+++ Exercise material

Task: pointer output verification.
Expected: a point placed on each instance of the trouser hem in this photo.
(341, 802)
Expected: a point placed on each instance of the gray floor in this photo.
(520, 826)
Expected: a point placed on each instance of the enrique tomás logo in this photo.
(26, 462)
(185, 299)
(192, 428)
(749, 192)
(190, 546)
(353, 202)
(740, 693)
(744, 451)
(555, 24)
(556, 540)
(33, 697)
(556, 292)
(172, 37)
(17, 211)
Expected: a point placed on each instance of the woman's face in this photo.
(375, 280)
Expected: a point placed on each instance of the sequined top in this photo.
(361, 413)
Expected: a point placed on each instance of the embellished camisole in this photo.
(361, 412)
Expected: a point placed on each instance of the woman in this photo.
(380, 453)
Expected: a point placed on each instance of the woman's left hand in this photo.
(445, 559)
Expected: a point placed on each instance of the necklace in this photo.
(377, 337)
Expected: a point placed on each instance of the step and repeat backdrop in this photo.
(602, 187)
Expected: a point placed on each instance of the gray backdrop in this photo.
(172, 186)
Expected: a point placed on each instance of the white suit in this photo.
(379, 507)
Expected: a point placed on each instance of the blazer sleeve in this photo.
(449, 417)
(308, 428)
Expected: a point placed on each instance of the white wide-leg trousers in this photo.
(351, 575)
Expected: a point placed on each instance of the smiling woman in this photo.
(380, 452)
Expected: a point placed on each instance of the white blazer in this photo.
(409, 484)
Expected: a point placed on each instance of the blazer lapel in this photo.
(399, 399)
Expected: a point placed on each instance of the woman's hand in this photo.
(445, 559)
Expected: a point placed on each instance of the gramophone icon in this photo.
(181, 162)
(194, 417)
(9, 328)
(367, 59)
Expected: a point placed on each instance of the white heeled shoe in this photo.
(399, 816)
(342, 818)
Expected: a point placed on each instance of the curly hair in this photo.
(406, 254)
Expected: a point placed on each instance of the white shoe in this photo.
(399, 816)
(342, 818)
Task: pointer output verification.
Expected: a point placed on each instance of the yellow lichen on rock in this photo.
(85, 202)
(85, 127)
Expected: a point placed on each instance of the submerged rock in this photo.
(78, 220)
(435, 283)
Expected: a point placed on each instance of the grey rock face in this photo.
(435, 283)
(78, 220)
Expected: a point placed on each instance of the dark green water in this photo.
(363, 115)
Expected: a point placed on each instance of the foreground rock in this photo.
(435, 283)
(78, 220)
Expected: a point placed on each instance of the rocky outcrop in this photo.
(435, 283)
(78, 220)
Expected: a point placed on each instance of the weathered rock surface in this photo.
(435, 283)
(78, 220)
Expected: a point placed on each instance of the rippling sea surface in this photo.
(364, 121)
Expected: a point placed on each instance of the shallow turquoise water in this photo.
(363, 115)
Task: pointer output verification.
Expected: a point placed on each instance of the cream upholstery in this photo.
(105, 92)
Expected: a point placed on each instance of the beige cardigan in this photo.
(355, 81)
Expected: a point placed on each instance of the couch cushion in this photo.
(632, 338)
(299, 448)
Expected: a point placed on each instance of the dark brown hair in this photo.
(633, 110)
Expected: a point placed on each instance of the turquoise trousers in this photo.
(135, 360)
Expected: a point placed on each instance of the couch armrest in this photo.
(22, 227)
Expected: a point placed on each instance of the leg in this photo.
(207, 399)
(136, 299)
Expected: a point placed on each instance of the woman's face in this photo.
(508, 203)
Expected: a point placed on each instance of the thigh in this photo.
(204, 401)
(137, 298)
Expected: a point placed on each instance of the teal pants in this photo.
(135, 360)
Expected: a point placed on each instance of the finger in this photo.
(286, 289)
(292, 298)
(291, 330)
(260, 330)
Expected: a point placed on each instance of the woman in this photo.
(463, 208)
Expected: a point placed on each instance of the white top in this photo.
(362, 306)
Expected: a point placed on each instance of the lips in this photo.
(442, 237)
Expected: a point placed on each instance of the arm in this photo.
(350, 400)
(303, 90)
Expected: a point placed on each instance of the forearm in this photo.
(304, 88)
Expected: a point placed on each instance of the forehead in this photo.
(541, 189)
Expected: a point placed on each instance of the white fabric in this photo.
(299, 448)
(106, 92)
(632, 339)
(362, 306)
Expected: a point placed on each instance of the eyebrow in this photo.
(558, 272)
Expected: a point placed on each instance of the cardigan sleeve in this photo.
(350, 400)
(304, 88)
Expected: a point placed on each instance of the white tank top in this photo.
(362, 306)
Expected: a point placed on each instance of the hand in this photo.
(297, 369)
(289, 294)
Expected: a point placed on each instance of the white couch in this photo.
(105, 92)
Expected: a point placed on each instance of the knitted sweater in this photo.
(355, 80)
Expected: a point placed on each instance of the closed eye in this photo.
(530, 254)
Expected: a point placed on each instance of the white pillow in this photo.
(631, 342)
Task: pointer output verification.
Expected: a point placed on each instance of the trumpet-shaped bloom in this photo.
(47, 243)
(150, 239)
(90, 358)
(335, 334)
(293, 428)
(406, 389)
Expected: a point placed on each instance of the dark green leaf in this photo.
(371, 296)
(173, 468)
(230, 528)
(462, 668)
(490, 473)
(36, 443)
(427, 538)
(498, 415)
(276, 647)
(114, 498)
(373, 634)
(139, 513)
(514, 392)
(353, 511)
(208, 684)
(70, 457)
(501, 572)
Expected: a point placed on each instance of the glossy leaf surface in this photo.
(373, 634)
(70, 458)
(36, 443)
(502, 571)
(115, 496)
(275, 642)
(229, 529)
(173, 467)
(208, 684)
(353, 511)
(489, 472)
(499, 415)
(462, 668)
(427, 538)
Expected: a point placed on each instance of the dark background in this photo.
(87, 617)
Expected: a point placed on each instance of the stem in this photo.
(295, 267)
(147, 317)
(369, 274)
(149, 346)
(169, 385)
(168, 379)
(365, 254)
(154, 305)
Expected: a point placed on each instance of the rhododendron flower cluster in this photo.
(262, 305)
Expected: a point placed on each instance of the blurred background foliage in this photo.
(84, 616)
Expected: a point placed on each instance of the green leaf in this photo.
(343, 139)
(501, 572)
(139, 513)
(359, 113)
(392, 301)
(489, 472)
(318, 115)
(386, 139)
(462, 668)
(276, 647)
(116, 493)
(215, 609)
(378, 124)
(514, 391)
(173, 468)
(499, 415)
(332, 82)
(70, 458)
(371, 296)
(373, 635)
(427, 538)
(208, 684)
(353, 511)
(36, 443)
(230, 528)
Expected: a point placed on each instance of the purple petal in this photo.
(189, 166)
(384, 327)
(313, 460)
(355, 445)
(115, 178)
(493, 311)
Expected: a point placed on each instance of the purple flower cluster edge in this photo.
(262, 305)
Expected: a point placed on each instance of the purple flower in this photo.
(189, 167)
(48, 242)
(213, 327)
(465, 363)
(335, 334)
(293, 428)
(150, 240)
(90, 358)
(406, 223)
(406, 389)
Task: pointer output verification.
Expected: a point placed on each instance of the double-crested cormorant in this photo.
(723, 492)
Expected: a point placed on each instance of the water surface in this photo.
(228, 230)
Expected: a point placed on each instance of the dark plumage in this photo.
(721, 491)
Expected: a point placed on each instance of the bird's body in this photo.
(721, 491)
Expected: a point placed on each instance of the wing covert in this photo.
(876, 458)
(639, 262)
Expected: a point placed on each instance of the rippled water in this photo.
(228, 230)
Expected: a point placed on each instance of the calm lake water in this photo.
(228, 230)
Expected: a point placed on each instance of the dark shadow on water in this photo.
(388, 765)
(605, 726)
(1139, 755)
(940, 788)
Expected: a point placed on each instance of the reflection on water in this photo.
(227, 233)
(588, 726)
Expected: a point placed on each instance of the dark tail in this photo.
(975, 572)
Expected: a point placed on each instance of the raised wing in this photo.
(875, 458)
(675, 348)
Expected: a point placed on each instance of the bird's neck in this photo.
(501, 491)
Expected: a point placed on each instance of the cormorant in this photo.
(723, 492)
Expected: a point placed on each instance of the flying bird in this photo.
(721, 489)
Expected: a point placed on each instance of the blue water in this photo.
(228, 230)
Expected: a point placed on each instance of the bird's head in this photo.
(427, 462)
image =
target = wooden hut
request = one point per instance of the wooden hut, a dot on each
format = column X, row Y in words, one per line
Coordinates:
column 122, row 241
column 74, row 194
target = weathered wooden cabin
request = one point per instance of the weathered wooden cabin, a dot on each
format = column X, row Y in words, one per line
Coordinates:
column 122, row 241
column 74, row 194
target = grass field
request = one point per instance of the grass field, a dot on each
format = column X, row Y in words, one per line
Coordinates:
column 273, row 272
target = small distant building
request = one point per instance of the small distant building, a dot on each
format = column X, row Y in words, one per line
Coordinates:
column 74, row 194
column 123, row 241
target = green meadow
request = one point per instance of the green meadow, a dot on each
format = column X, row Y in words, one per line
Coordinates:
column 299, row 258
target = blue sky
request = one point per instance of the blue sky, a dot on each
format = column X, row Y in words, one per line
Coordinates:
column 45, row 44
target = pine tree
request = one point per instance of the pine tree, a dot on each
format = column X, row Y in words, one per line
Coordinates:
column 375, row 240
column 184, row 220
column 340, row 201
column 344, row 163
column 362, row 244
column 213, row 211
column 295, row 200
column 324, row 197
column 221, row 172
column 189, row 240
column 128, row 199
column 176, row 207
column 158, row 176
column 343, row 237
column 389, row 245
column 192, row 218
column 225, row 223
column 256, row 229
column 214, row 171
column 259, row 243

++++++

## Work required
Working from the entries above, find every line in which the word "tree" occurs and copy it.

## Response to this task
target = pine tree
request = one point per instance of the pine tree, a dot on each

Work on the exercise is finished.